ZIEL DER AUFGABE
Ordne alles von der Zeile mit „Where can the mowed“ bis zum Ende der Daten als zweispaltige CSV mit den Spalten „text“ und „antwort“ an, wobei jede Textzeile zusammen mit den ihr folgenden Antwortzeilen eine CSV-Zeile ergibt. Setze jedes Feld in Anführungszeichen und ersetze darin Zeilenumbrüche durch Leerzeichen.

ROHDATEN

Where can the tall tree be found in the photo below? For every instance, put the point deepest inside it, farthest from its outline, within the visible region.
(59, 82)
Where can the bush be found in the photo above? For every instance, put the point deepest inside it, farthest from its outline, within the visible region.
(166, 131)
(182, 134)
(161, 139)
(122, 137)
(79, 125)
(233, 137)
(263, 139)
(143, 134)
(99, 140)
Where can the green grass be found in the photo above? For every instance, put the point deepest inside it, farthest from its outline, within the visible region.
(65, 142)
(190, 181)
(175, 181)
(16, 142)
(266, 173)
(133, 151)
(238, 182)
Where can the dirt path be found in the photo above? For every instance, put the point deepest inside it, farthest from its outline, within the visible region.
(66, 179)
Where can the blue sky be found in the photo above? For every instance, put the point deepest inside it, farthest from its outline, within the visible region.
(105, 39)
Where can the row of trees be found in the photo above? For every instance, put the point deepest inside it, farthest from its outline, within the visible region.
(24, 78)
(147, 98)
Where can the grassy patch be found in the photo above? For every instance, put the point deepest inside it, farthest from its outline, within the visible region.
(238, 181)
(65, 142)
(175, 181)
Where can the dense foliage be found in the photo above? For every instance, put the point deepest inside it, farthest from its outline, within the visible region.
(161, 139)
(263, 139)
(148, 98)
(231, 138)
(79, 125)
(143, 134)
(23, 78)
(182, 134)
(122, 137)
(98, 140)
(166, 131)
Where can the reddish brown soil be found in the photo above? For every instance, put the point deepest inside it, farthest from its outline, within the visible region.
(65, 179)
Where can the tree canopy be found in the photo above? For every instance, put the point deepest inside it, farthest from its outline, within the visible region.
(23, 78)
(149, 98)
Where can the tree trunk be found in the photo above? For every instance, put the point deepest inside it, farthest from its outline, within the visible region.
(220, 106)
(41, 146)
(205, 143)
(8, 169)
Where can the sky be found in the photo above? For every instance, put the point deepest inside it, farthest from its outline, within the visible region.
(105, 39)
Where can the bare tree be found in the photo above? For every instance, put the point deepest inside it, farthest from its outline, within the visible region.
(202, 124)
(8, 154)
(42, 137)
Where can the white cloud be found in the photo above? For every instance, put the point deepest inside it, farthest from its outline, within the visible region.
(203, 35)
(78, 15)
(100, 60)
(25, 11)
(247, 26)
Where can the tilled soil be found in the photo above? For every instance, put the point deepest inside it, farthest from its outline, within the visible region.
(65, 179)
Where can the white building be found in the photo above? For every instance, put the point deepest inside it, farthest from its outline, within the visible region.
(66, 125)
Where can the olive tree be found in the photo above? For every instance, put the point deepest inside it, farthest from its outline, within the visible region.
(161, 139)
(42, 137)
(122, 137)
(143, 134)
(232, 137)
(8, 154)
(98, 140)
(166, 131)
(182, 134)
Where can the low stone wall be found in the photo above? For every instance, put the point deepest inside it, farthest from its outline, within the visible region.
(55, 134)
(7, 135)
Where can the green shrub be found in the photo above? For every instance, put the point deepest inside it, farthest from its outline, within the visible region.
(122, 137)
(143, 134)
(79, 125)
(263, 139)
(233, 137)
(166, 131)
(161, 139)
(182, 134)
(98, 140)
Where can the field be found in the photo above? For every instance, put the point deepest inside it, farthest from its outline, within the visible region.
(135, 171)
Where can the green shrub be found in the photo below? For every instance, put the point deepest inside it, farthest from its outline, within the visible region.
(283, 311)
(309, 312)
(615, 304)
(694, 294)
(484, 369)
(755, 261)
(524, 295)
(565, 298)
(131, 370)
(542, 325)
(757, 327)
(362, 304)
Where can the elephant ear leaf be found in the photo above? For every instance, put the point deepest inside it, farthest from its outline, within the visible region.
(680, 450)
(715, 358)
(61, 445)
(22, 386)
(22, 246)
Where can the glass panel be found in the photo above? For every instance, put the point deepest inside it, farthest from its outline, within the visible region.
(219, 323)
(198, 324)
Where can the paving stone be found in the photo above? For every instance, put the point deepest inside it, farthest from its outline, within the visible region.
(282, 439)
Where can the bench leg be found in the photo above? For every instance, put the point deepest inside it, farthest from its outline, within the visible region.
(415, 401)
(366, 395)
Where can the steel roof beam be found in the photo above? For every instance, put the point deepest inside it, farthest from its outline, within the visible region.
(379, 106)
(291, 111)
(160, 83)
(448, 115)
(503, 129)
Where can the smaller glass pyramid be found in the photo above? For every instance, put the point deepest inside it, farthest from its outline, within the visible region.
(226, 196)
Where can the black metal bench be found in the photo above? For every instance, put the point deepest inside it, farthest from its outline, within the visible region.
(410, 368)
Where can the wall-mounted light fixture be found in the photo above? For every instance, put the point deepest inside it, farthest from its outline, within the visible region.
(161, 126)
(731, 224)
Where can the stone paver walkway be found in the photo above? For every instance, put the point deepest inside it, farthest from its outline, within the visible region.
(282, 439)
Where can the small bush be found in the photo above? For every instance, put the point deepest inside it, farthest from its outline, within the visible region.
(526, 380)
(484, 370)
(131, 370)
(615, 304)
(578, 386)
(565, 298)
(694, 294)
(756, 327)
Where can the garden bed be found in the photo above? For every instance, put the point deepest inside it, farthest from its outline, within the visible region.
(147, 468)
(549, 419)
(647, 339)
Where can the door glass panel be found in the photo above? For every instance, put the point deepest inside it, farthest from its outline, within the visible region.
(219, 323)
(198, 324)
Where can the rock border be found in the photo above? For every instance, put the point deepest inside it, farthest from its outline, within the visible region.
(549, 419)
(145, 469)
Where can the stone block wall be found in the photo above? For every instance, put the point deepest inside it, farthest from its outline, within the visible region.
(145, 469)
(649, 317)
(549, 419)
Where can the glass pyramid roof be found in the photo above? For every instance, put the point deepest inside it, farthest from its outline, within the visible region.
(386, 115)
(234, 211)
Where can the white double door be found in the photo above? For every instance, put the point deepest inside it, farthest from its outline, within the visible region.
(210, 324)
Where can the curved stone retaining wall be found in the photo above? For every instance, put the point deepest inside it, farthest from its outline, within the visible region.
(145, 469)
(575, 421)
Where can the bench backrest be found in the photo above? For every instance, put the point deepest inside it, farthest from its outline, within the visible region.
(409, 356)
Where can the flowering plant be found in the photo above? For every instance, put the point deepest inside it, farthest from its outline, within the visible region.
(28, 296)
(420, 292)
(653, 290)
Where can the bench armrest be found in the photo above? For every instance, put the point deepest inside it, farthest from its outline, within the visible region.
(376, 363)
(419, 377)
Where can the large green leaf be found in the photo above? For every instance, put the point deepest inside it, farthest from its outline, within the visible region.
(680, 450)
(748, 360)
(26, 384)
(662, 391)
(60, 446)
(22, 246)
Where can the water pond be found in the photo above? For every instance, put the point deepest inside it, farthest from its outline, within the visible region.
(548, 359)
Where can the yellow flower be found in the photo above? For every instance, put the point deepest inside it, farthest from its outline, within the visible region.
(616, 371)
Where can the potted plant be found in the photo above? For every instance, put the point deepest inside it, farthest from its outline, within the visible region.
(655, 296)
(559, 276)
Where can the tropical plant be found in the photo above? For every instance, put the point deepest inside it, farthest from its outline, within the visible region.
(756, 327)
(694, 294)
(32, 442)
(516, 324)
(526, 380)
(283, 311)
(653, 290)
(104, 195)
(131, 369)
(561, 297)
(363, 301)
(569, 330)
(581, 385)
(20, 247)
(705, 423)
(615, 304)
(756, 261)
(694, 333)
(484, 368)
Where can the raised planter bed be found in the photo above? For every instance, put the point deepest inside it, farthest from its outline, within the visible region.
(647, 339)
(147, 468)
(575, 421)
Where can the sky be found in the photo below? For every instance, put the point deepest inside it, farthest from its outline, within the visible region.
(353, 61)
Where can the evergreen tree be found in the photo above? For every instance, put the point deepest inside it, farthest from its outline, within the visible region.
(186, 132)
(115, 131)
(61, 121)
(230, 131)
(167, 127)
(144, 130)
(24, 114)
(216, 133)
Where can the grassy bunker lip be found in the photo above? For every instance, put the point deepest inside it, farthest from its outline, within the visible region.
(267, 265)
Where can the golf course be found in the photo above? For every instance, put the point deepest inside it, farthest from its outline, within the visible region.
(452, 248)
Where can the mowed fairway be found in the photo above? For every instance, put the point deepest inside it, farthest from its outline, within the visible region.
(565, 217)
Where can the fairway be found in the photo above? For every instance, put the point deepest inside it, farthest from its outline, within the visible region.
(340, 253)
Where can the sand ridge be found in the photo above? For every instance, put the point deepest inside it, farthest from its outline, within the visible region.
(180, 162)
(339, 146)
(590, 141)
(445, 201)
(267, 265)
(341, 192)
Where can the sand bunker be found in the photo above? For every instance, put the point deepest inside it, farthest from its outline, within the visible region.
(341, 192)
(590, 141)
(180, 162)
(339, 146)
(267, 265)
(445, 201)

LÖSUNG
text,antwort
"Where can the mowed fairway be found in the photo above? For every instance, put the point deepest inside it, farthest from its outline, within the visible region.","(565, 217)"
"Where can the fairway be found in the photo above? For every instance, put the point deepest inside it, farthest from its outline, within the visible region.","(340, 253)"
"Where can the sand ridge be found in the photo above? For every instance, put the point deepest inside it, farthest from its outline, within the visible region.","(180, 162) (339, 146) (590, 141) (445, 201) (267, 265) (341, 192)"
"Where can the sand bunker be found in the photo above? For every instance, put the point deepest inside it, farthest from its outline, within the visible region.","(341, 192) (590, 141) (180, 162) (339, 146) (267, 265) (445, 201)"